= Exercise data =
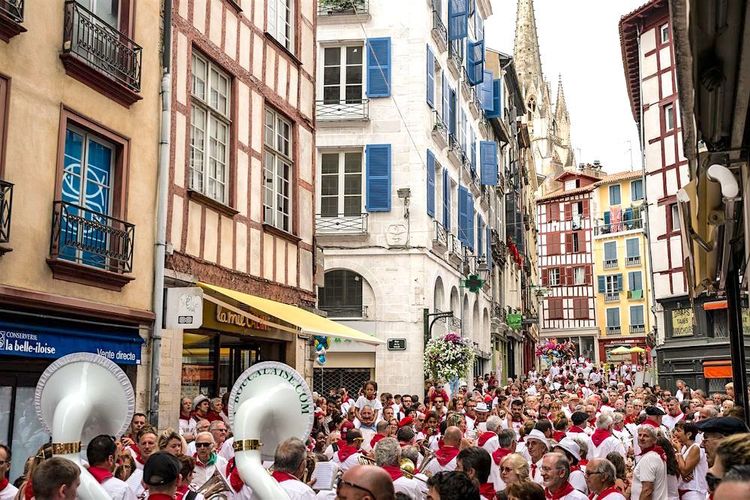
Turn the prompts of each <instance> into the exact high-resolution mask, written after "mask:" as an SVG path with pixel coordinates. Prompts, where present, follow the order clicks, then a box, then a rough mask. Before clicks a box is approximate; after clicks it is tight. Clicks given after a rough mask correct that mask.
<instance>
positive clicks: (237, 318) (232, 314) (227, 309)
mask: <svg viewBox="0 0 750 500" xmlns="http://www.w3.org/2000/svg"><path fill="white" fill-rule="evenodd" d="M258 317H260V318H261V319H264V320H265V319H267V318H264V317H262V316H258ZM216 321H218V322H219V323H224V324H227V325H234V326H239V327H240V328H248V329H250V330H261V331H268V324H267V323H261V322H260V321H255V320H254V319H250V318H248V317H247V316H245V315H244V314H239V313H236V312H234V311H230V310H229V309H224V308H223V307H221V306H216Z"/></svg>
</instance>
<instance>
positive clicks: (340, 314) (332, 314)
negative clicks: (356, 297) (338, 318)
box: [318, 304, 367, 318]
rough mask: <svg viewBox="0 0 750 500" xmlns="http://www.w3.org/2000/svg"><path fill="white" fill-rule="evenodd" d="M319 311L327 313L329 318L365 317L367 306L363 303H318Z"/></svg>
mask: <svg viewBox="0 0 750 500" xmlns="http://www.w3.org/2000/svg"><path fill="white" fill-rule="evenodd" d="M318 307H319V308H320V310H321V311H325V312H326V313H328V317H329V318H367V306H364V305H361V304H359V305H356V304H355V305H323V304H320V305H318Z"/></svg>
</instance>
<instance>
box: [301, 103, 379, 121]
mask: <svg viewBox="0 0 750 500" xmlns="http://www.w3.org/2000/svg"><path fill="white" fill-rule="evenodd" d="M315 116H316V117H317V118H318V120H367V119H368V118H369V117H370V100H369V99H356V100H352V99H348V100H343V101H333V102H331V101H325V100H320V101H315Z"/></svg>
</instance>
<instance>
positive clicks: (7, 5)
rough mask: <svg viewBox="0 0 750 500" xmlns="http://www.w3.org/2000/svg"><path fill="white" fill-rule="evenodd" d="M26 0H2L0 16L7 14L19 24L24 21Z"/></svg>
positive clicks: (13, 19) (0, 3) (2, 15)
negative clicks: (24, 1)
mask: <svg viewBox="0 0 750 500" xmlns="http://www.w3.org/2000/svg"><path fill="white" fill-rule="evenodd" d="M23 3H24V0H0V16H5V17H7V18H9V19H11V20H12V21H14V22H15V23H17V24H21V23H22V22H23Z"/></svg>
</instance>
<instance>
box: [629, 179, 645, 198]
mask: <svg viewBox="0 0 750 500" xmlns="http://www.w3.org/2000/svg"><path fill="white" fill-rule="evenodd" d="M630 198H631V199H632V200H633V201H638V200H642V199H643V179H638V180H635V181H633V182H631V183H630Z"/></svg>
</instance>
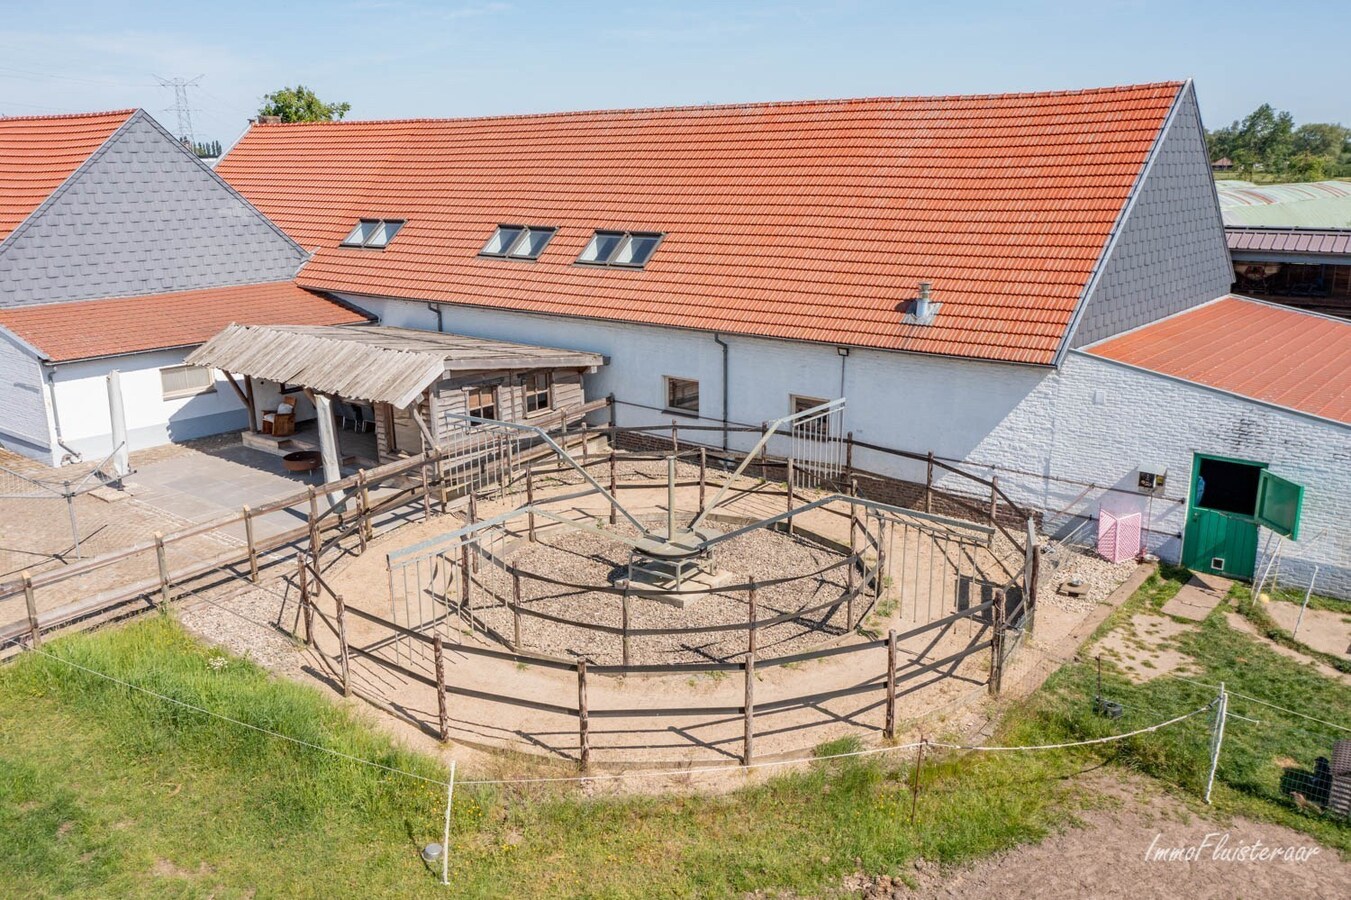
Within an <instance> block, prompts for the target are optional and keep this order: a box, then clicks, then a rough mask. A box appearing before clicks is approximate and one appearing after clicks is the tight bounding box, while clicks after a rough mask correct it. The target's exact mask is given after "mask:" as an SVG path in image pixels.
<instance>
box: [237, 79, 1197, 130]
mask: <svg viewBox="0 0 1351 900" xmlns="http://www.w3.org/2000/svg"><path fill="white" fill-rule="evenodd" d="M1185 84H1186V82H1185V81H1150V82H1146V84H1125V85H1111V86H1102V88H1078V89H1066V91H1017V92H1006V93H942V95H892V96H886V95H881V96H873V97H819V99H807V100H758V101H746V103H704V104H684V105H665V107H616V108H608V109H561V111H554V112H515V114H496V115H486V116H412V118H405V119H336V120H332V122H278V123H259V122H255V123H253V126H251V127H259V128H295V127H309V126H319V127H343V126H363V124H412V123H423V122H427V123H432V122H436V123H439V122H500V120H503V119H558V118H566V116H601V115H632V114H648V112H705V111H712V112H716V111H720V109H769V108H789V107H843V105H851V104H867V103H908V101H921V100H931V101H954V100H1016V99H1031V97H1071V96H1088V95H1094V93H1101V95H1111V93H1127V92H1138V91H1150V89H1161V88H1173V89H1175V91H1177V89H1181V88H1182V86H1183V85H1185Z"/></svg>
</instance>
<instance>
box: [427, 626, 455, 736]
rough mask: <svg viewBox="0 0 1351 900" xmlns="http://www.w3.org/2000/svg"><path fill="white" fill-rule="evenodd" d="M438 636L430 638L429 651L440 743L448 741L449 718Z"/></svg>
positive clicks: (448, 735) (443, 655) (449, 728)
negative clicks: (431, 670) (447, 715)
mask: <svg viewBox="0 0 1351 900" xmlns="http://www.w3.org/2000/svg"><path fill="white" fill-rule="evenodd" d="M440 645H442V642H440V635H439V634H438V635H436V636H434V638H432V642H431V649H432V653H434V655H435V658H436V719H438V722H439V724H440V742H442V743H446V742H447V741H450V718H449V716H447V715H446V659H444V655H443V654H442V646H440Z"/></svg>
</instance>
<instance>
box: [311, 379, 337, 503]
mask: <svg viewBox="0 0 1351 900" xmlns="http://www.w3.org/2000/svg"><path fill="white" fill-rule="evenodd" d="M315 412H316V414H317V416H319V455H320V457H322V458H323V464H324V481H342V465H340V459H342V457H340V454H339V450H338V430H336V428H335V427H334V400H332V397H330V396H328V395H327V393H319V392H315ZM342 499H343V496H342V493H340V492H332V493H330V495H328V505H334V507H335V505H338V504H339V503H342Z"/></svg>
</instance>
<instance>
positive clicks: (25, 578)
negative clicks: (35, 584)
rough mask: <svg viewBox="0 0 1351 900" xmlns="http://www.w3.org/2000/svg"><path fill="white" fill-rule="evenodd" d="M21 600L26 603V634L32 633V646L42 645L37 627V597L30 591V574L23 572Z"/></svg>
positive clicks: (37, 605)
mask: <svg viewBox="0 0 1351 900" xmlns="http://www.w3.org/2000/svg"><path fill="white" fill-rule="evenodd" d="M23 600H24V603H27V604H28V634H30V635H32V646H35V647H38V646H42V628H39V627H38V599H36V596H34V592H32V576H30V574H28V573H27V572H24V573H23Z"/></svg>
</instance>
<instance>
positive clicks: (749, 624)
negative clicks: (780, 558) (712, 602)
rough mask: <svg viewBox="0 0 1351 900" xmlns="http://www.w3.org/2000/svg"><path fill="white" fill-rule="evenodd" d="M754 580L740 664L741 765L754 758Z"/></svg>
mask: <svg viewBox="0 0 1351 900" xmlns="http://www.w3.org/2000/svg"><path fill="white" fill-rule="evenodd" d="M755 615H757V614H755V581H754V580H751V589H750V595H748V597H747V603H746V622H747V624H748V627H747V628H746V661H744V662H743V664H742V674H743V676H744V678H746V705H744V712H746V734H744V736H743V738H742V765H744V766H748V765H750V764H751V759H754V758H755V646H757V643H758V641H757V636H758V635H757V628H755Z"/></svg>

= About this task =
The answer must be the whole listing, word for word, with no pictures in it. Please write it out.

= Written response =
Turn the prompts of each <instance> into the exact high-resolution mask, written after "mask:" as an SVG path with pixel coordinates. Prompts, where present, follow the order clicks, then a box, then a rough mask. Before clicks a box is approximate; after clicks it is tight. Clicks given after a rough mask correct that mask.
<instance>
positive clicks: (237, 318) (232, 314) (227, 309)
mask: <svg viewBox="0 0 750 500" xmlns="http://www.w3.org/2000/svg"><path fill="white" fill-rule="evenodd" d="M258 317H260V318H261V319H264V320H265V319H267V318H264V317H262V316H258ZM216 321H218V322H219V323H224V324H227V325H234V326H239V327H240V328H248V329H250V330H261V331H268V324H267V323H261V322H260V321H255V320H254V319H250V318H248V317H247V316H245V315H244V314H239V313H236V312H234V311H230V310H229V309H224V308H223V307H221V306H216Z"/></svg>
</instance>
<instance>
positive clicks: (340, 314) (332, 314)
negative clicks: (356, 297) (338, 318)
box: [318, 304, 367, 318]
rough mask: <svg viewBox="0 0 750 500" xmlns="http://www.w3.org/2000/svg"><path fill="white" fill-rule="evenodd" d="M319 311L327 313L329 318L365 317L367 306L363 303H318Z"/></svg>
mask: <svg viewBox="0 0 750 500" xmlns="http://www.w3.org/2000/svg"><path fill="white" fill-rule="evenodd" d="M318 307H319V308H320V310H321V311H325V312H326V313H328V317H329V318H367V306H364V305H361V304H359V305H356V304H355V305H323V304H320V305H318Z"/></svg>
</instance>
<instance>
box: [301, 103, 379, 121]
mask: <svg viewBox="0 0 750 500" xmlns="http://www.w3.org/2000/svg"><path fill="white" fill-rule="evenodd" d="M315 116H316V117H317V118H318V120H367V119H368V118H369V117H370V100H369V99H356V100H352V99H348V100H343V101H333V102H331V101H325V100H320V101H315Z"/></svg>
</instance>
<instance>
positive clicks: (7, 5)
rough mask: <svg viewBox="0 0 750 500" xmlns="http://www.w3.org/2000/svg"><path fill="white" fill-rule="evenodd" d="M26 0H2L0 16L7 14L19 24L24 21Z"/></svg>
positive clicks: (13, 19) (0, 3) (2, 15)
negative clicks: (24, 1)
mask: <svg viewBox="0 0 750 500" xmlns="http://www.w3.org/2000/svg"><path fill="white" fill-rule="evenodd" d="M23 3H24V0H0V16H5V17H7V18H9V19H11V20H12V21H14V22H15V23H17V24H21V23H22V22H23Z"/></svg>
</instance>
<instance>
box: [629, 179, 645, 198]
mask: <svg viewBox="0 0 750 500" xmlns="http://www.w3.org/2000/svg"><path fill="white" fill-rule="evenodd" d="M630 198H631V199H632V200H633V201H638V200H642V199H643V179H638V180H635V181H633V182H631V183H630Z"/></svg>
</instance>
Within an <instance> block, prompts for the target are optional and keep this order: a box, then clicks, then a rough mask. A box appearing before clicks is approximate and one appearing after clicks is the tight bounding box, while clicks after a rough mask correct it. The target's exact mask is given after "mask:" as an SVG path in image pixels.
<instance>
box: [237, 79, 1197, 130]
mask: <svg viewBox="0 0 1351 900" xmlns="http://www.w3.org/2000/svg"><path fill="white" fill-rule="evenodd" d="M1185 84H1186V82H1185V81H1150V82H1146V84H1125V85H1111V86H1102V88H1078V89H1066V91H1017V92H1006V93H942V95H892V96H886V95H881V96H873V97H819V99H807V100H758V101H746V103H704V104H684V105H665V107H616V108H608V109H561V111H554V112H515V114H496V115H486V116H412V118H405V119H336V120H332V122H278V123H259V122H255V123H253V126H251V127H259V128H295V127H309V126H319V127H343V126H363V124H412V123H423V122H427V123H432V122H436V123H439V122H500V120H503V119H558V118H566V116H601V115H632V114H648V112H705V111H712V112H716V111H720V109H769V108H789V107H843V105H851V104H867V103H908V101H921V100H931V101H954V100H1016V99H1031V97H1071V96H1088V95H1094V93H1101V95H1111V93H1127V92H1138V91H1150V89H1161V88H1173V89H1175V91H1177V89H1181V88H1182V86H1183V85H1185Z"/></svg>
</instance>
<instance>
box: [427, 626, 455, 736]
rough mask: <svg viewBox="0 0 1351 900" xmlns="http://www.w3.org/2000/svg"><path fill="white" fill-rule="evenodd" d="M438 636L430 638L429 651L440 743L448 741L449 718Z"/></svg>
positive clicks: (448, 735) (443, 655) (449, 728)
negative clicks: (431, 670) (447, 715)
mask: <svg viewBox="0 0 1351 900" xmlns="http://www.w3.org/2000/svg"><path fill="white" fill-rule="evenodd" d="M440 645H442V642H440V635H439V634H438V635H436V636H434V638H432V642H431V649H432V653H434V655H435V658H436V719H438V722H439V724H440V742H442V743H446V742H447V741H450V718H449V716H447V715H446V659H444V655H443V654H442V646H440Z"/></svg>
</instance>
<instance>
box: [311, 379, 337, 503]
mask: <svg viewBox="0 0 1351 900" xmlns="http://www.w3.org/2000/svg"><path fill="white" fill-rule="evenodd" d="M315 412H316V414H317V416H319V455H320V457H322V458H323V464H324V481H342V465H340V459H342V457H340V454H339V450H338V430H336V428H335V427H334V400H332V397H330V396H328V395H327V393H319V392H315ZM342 499H343V496H342V493H340V492H332V493H330V495H328V505H334V507H335V505H338V504H339V503H342Z"/></svg>
</instance>
<instance>
positive clicks: (25, 578)
negative clicks: (35, 584)
rough mask: <svg viewBox="0 0 1351 900" xmlns="http://www.w3.org/2000/svg"><path fill="white" fill-rule="evenodd" d="M21 600L26 603V634L32 633V646L42 645L37 627V597L30 591V574L23 572Z"/></svg>
positive clicks: (37, 605)
mask: <svg viewBox="0 0 1351 900" xmlns="http://www.w3.org/2000/svg"><path fill="white" fill-rule="evenodd" d="M23 600H24V603H27V604H28V634H30V635H32V646H35V647H38V646H42V628H39V627H38V599H36V596H34V592H32V576H30V574H28V573H27V572H24V573H23Z"/></svg>
</instance>
<instance>
positive clicks: (749, 624)
negative clicks: (780, 558) (712, 602)
rough mask: <svg viewBox="0 0 1351 900" xmlns="http://www.w3.org/2000/svg"><path fill="white" fill-rule="evenodd" d="M754 580L740 664L741 765L754 758Z"/></svg>
mask: <svg viewBox="0 0 1351 900" xmlns="http://www.w3.org/2000/svg"><path fill="white" fill-rule="evenodd" d="M755 615H757V614H755V581H754V580H751V589H750V595H748V597H747V603H746V622H747V624H748V627H747V628H746V661H744V662H743V664H742V674H743V676H744V678H746V705H744V712H746V734H744V736H743V738H742V765H744V766H748V765H750V764H751V759H754V758H755V646H757V643H758V641H757V636H758V635H757V628H755Z"/></svg>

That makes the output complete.